BEGIN

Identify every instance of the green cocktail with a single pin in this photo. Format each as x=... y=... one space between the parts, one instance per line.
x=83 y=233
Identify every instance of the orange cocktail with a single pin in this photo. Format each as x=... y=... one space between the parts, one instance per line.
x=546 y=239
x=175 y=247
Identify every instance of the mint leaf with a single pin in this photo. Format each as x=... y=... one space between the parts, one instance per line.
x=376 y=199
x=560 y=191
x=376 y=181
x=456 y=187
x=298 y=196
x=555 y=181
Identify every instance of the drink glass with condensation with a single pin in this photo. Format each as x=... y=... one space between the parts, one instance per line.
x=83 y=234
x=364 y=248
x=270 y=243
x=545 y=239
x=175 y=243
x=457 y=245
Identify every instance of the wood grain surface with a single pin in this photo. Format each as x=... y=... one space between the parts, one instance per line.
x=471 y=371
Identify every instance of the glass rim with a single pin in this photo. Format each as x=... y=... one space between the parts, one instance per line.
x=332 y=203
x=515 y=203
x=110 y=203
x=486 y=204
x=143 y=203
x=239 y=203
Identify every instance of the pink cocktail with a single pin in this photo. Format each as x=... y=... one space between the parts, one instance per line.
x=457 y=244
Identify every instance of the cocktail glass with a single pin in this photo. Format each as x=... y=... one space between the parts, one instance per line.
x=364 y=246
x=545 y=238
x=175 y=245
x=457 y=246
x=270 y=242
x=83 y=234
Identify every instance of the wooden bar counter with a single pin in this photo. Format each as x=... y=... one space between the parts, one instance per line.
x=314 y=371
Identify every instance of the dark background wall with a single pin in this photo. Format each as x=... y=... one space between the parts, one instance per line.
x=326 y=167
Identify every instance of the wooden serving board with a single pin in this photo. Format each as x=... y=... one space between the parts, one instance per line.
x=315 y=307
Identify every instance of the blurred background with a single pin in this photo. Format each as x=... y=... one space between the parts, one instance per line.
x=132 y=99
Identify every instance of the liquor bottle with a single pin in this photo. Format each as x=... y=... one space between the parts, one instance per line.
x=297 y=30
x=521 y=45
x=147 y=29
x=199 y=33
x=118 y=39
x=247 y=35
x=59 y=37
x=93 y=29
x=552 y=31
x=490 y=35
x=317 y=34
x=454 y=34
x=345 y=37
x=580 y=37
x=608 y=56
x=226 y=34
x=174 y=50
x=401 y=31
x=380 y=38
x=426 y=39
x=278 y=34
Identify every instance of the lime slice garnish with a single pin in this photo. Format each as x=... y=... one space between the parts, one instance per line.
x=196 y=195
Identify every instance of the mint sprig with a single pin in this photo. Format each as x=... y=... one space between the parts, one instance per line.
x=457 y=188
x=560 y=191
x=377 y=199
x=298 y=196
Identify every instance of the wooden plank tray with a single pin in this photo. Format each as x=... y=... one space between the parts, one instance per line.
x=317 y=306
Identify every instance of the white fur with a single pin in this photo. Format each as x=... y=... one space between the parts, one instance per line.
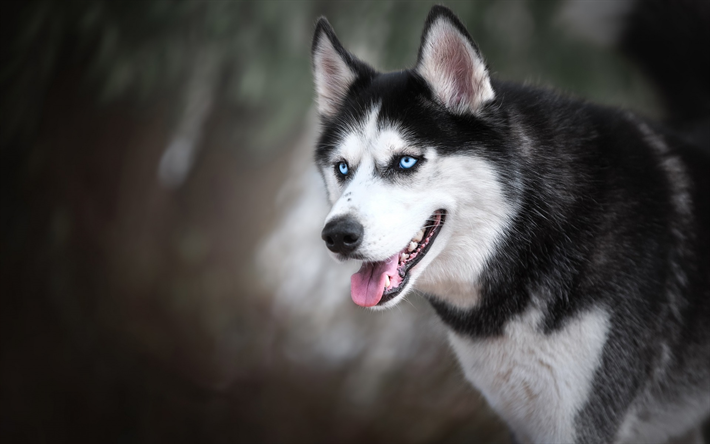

END

Pictures aren't part of the copy; return each record above exactly.

Identify every instance of the green cocktail with a single pin in this photo. Format each as x=... y=... one space between the parts, one instance per line.
x=83 y=233
Identify every instance of the orange cocktail with a single pin in this photo. Format each as x=... y=... one space between the parts, one instance per line.
x=546 y=239
x=175 y=247
Identify every instance of the mint leaf with a single pin in this photo. Format each as x=... y=... one space between the parts, one instance per line.
x=376 y=199
x=560 y=191
x=376 y=181
x=456 y=187
x=298 y=196
x=555 y=181
Identify every instance of the drink glass with condensation with a single pin in this photo. Format each as x=... y=... one space between the parts, one instance per line.
x=83 y=234
x=364 y=248
x=270 y=243
x=545 y=239
x=175 y=243
x=457 y=245
Identify every instance of the wood grain surface with a single pin in this photo. Format each as x=... y=... one space between the parts, one instance per line.
x=471 y=371
Identify every instance of the glass rim with a single pin in this photo. Format each as x=... y=... one space between the parts, one instance per line.
x=332 y=203
x=515 y=203
x=110 y=203
x=486 y=204
x=143 y=203
x=239 y=203
Identify every instance of the pink cocktail with a single pin in this photo. Format each as x=... y=... one space between the parts, one instance per line.
x=457 y=244
Identify every instance of the cocktail glass with a single pin in this photo. Format each as x=... y=... one space between the parts, one instance per line.
x=364 y=246
x=545 y=238
x=175 y=245
x=457 y=246
x=270 y=242
x=83 y=234
Identify every instance of the wooden bar counter with a single pin in this photo. Format each as x=... y=... one space between the parts, one instance per line.
x=314 y=371
Identify every instance of the dark background wall with a single pin in this photo. Format each as x=... y=... one space between the parts, one instance per line.
x=326 y=167
Identify every instance of the wooden serving board with a single pin in this photo. Format each as x=... y=... one space between the parts, one instance per line.
x=315 y=307
Identify every instance of the blurred background with a single pin in this photo. Format each as x=... y=... one space between the parts, one instance per line.
x=132 y=99
Identify every instance of the liquor bottle with a single pin in this photo. Format each as x=... y=... one space between the parts, one instance per line.
x=297 y=30
x=521 y=45
x=147 y=29
x=199 y=33
x=118 y=39
x=247 y=35
x=59 y=37
x=93 y=29
x=552 y=31
x=490 y=35
x=317 y=34
x=454 y=34
x=345 y=37
x=580 y=37
x=608 y=56
x=226 y=34
x=174 y=50
x=401 y=31
x=380 y=38
x=426 y=39
x=278 y=34
Identify every instance of the lime slice garnish with a single pin in this photo. Format each as x=... y=... one space between the parts, one instance per line.
x=196 y=195
Identify every instance of the mint sprig with a single pin in this photo. Format each as x=... y=... one space between the parts, one instance per line.
x=457 y=188
x=560 y=191
x=377 y=199
x=298 y=196
Identify every instance of the wooden plank tray with a single pin in this photo. Format each as x=... y=... one space between the parts, one instance per line.
x=317 y=306
Identify every instance of the white fur with a single pin in this photo. Format each as x=... y=... one space between the parts, one instance per line.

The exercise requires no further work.